Locate the line that contains "the scaffolding? Indicate one point per instance.". Reproduce it and all following lines up to the end of the material, exactly and with nothing added.

(Items listed in a dataset)

[start]

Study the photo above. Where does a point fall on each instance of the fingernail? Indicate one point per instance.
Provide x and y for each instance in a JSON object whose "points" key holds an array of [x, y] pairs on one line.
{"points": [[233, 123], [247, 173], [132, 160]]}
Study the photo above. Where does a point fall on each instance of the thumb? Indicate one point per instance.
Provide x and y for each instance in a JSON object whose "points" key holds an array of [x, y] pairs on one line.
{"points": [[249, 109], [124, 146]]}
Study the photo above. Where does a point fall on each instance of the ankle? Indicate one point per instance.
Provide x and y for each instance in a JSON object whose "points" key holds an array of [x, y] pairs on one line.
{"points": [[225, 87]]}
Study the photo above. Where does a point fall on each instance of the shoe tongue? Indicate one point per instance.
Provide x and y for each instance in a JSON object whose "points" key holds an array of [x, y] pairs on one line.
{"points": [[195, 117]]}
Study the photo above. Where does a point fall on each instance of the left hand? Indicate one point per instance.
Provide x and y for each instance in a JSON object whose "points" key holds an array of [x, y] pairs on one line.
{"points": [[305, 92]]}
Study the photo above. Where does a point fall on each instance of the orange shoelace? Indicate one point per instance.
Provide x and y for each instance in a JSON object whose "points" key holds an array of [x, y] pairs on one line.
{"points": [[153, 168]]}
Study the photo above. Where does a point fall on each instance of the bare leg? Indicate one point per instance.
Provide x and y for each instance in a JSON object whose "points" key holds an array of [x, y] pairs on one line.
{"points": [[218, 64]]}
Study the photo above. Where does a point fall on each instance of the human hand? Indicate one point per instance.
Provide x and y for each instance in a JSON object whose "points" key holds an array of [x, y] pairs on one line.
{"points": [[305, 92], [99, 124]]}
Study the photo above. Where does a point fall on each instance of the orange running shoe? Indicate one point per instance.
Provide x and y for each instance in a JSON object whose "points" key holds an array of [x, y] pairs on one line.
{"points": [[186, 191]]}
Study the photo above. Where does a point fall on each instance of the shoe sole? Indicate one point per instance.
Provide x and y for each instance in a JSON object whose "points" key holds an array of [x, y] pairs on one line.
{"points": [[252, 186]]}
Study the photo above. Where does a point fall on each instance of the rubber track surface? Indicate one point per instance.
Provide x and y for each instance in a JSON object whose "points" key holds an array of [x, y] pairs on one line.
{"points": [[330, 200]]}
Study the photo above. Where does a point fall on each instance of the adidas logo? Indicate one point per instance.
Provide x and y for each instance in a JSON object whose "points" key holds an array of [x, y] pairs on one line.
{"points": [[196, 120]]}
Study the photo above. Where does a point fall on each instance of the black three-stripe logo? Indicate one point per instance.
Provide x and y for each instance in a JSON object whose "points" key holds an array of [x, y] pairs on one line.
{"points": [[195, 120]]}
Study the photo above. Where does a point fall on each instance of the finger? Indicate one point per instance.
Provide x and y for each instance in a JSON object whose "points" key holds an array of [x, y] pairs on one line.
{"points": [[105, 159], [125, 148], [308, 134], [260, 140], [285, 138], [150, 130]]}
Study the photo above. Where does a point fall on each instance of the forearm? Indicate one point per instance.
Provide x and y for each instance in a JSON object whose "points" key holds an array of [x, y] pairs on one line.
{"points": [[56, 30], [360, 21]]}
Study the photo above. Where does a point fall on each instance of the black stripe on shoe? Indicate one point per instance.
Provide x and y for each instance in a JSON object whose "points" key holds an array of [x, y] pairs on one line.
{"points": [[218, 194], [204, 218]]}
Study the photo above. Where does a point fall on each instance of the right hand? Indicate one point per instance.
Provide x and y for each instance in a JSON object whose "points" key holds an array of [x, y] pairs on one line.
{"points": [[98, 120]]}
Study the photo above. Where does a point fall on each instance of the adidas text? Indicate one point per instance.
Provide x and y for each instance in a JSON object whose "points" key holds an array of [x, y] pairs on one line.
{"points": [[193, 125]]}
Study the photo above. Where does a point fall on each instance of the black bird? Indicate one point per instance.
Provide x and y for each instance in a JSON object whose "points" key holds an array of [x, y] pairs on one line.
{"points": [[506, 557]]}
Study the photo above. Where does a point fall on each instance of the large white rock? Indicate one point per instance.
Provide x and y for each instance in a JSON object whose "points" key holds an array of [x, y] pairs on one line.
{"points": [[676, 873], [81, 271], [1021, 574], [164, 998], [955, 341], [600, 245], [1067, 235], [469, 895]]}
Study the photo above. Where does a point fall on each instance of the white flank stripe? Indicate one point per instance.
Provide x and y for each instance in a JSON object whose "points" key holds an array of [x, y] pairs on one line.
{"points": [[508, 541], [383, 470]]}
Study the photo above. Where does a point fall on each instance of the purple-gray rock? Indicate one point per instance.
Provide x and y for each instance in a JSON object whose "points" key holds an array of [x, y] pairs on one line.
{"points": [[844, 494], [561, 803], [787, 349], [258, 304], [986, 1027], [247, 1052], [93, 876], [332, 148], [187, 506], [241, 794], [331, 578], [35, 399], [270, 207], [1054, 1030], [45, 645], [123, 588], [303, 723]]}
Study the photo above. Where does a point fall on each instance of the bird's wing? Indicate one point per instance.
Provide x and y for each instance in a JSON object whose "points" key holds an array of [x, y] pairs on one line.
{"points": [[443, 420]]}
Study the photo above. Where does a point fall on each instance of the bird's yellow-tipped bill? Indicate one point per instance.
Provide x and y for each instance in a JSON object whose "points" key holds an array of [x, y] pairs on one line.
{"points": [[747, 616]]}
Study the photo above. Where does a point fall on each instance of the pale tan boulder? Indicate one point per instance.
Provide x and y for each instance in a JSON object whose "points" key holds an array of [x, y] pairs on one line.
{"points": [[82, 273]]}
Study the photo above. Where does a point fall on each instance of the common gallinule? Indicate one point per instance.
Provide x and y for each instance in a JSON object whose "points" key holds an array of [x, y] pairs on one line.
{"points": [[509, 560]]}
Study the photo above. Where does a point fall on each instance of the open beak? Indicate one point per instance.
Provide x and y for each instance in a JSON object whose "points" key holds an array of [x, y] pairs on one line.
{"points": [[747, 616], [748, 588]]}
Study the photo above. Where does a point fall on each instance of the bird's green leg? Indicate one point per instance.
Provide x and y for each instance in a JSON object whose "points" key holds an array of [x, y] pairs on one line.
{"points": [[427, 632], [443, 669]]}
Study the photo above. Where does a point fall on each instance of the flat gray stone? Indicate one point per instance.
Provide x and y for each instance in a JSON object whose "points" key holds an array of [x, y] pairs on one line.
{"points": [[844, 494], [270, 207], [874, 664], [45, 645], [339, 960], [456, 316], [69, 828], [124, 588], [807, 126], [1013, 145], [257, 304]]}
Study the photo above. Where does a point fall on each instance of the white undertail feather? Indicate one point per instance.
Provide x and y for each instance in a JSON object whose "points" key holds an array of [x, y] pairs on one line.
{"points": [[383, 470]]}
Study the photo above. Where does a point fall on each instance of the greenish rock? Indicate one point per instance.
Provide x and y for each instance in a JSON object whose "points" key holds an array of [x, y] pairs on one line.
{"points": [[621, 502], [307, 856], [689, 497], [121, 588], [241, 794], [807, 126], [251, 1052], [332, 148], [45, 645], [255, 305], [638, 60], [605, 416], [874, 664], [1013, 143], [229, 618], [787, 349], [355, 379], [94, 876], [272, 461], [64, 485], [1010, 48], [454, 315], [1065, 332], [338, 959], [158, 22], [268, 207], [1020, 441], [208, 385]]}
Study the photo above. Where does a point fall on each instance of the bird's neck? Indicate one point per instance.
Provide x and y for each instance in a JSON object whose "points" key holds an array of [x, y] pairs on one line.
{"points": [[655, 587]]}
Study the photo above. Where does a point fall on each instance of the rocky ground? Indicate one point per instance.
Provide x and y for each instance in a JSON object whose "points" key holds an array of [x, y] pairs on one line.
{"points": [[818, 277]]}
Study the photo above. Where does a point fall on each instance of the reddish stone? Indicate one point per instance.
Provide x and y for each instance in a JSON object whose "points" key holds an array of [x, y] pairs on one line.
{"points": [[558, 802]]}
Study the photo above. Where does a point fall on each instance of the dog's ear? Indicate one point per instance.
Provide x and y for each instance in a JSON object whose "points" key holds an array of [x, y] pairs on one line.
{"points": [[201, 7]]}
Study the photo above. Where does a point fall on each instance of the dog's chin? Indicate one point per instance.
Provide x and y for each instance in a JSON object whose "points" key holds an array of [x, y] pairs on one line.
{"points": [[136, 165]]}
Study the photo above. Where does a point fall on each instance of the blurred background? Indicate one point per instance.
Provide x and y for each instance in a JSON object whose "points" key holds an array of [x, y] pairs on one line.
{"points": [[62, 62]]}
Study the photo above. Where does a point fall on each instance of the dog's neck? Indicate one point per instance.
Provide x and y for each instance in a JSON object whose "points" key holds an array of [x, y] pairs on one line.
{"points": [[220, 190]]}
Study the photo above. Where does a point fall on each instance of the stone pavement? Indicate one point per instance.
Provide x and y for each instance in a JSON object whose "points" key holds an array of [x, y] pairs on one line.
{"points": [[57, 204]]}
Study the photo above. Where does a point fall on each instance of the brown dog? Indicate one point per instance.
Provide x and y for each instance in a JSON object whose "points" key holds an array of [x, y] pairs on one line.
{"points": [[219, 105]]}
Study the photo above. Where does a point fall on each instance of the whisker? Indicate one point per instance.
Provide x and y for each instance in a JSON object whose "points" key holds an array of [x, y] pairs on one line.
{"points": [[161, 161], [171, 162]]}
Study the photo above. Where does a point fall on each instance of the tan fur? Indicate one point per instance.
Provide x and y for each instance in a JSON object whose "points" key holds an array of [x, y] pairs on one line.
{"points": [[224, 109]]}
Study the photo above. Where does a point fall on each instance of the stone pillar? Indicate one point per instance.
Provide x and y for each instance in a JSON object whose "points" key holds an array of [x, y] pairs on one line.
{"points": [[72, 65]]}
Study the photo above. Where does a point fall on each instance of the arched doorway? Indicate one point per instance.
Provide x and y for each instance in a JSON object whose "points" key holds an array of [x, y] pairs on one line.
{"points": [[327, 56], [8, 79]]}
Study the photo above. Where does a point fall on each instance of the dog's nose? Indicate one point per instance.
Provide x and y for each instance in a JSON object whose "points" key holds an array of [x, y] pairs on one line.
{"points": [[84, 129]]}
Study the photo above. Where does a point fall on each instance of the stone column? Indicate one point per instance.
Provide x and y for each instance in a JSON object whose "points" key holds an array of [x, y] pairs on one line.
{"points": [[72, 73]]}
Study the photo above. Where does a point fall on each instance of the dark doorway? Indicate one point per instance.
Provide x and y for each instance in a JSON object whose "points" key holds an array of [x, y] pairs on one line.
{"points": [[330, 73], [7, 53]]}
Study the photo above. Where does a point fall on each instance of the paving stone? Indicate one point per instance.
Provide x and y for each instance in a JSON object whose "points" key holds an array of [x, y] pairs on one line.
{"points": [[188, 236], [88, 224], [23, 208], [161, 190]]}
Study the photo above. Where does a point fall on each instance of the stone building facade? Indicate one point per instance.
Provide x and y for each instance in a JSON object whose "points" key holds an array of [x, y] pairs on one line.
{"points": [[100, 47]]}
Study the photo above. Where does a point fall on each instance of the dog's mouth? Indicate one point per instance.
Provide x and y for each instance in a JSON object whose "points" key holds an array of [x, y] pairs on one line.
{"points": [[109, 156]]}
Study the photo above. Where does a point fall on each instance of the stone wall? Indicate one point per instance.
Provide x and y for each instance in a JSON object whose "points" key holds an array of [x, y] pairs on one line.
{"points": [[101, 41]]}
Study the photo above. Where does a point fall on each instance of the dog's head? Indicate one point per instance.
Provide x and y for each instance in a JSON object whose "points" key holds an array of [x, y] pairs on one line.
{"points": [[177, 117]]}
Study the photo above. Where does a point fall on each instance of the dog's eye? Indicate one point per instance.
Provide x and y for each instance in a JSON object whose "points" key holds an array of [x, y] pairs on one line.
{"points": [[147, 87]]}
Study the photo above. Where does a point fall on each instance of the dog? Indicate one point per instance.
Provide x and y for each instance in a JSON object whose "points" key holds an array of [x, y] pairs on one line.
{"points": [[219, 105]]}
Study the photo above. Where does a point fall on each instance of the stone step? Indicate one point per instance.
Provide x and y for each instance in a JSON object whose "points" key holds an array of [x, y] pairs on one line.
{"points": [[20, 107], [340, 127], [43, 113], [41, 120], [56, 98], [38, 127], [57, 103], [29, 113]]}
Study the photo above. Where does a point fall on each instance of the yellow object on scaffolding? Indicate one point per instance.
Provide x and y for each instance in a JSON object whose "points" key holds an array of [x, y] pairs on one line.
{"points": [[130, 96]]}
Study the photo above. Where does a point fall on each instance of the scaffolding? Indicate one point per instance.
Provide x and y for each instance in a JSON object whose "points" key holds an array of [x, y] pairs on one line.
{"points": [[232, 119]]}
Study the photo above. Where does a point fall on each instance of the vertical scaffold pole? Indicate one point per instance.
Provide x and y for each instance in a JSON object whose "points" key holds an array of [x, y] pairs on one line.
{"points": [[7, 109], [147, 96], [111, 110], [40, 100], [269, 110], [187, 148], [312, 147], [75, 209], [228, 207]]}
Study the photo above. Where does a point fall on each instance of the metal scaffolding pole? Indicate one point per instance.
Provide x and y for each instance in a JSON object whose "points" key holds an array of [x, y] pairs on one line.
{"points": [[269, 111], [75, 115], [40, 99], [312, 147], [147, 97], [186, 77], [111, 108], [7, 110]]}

[end]

Task solution:
Study the photo above. Where does a point fall on each instance of the scaffolding? Indicate one point per instance.
Provide x and y for each instance in a JSON object whose "points" key holds an array of [x, y] pairs on one line.
{"points": [[232, 119]]}
Study the photo above. Where does a point fall on each instance of the vertical scaffold pole? Indicate one point per instance.
Provide x and y for each instance in a JSON object whose "points" key holds an array of [x, y] pairs on one line.
{"points": [[7, 109], [147, 96], [111, 110], [40, 100], [269, 110], [187, 148], [312, 147], [75, 209], [228, 207]]}
Study the photo above. Where does a point fall on each instance of the metal scaffolding pole? Indicate one point per instance.
Provide x and y for each instance in a JSON object whose "points" key holds an array of [x, y] pairs on one line.
{"points": [[269, 111], [75, 115], [40, 99], [312, 147], [147, 97], [186, 77], [111, 108], [7, 110]]}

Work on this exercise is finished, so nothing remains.